Task directions >> Transcribe all records exactly.

Task data >>
________

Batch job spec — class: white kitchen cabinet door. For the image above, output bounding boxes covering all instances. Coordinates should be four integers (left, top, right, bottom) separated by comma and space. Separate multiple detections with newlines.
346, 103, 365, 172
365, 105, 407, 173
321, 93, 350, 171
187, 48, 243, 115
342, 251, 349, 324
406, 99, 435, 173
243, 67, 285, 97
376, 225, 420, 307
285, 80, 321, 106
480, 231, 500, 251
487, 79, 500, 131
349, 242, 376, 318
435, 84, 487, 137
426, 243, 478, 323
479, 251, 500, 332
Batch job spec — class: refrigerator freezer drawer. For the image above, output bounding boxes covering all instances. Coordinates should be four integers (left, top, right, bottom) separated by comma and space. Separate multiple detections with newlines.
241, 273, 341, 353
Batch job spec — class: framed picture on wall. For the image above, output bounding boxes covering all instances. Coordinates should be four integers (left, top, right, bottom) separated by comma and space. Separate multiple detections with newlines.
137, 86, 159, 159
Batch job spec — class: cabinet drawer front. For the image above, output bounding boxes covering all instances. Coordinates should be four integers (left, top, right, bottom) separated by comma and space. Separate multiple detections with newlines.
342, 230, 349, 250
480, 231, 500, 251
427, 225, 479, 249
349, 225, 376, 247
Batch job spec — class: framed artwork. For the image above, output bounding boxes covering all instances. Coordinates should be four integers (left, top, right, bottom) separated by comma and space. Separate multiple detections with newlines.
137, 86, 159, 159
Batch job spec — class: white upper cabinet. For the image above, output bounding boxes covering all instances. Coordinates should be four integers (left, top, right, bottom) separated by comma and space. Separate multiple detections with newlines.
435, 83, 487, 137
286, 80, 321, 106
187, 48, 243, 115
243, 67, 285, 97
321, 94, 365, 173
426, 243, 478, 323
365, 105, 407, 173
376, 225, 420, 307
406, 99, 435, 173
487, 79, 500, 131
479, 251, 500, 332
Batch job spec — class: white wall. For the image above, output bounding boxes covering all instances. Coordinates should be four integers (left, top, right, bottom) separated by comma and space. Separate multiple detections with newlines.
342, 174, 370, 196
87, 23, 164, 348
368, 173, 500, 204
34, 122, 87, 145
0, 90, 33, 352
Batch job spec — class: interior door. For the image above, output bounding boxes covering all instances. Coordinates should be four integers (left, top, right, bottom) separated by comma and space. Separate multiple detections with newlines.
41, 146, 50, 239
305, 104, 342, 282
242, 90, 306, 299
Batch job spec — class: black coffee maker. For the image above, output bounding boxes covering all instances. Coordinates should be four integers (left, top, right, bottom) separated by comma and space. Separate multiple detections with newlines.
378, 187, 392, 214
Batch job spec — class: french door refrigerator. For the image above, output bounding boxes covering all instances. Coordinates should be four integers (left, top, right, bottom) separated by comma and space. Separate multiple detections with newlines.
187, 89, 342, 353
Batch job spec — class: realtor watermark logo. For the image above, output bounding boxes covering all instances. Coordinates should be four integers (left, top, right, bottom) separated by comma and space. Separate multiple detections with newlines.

________

Solution for this exercise >>
Batch job spec — class: white kitchen cabinet door. For the image above, output bounding boxes covering all instances. Coordinates should be four integers (left, top, right, bottom) separated by comma and space. Separate multiple detections with newlines.
346, 103, 365, 172
365, 105, 407, 173
321, 93, 350, 171
187, 48, 243, 115
342, 251, 349, 324
406, 99, 435, 173
243, 67, 285, 97
376, 225, 420, 307
285, 80, 321, 106
480, 231, 500, 251
487, 79, 500, 131
349, 242, 376, 318
435, 84, 487, 137
426, 243, 478, 323
479, 251, 500, 332
Batch job spec — class: refrigerator freezer drawer. For the image above, output bounding boxes covering all instances. Coordinates should be four integers (left, top, right, bottom) separated by comma and space. Separate multiple detections with newlines.
241, 273, 341, 353
Batch job spec — class: framed picture on wall. For the image above, output bounding boxes covering all instances. Coordinates should be four integers (left, top, right, bottom) separated by comma and space. Separate multiple detections with newlines.
137, 86, 159, 159
Batch job spec — class: cabinet drawer front. For the image above, output bounding boxes covering all instances. Coordinates should be four integers (left, top, right, bottom) separated by comma and space. Separate multiple detections with newlines.
342, 230, 349, 250
480, 231, 500, 251
427, 225, 479, 249
349, 225, 376, 247
Batch job spec — class: framed artwork. For the image above, output bounding boxes covering all instances. Coordinates should be four integers (left, top, right, bottom) separated by comma and space. Separate multiple detections with newlines.
137, 86, 159, 159
Batch job spec — class: white upper cabinet. For the image above, output bounding boxes covering all instances. Coordinates should be four integers (left, top, right, bottom) separated by comma and space. Separate multiple detections with newlines.
435, 83, 487, 137
286, 80, 321, 106
187, 48, 243, 115
243, 67, 285, 97
321, 94, 365, 173
426, 243, 478, 323
365, 105, 407, 173
376, 225, 420, 307
406, 99, 435, 173
487, 79, 500, 131
479, 251, 500, 332
Batch job spec — class: white wall. For the image above, output bounding boxes covering all instances. Coordinates should be four integers (left, top, right, bottom) separated by comma and space. Separate multiple detections with newlines.
342, 174, 370, 196
87, 23, 164, 348
368, 173, 500, 204
34, 122, 87, 145
0, 90, 33, 352
Batch job spec — class: interior door. For the image above, output bounding boxes covering all instances. Coordinates should be four integers (left, top, right, bottom) separated by comma and space. Separate multiple detections with newlines.
41, 146, 50, 239
305, 104, 342, 282
242, 90, 306, 299
Batch job spec — class: black coffee maker. For the image above, output bounding boxes covering all instances. Coordinates should be four integers (left, top, right, bottom) separated by comma and space. Separate multiple detections with newlines.
378, 187, 392, 214
Batch job spec — class: french door refrigerator. For the image above, output bounding boxes covering all instances. Coordinates should be four integers (left, top, right, bottom) separated by comma and space. Separate multiple detections with newlines.
187, 89, 342, 353
Batch job spec — class: realtor watermark logo. For the image above, output bounding boxes covering all instances. Coordinates should be four integers (left, top, right, bottom) separated by comma and space. Separate multiple detections with newlines.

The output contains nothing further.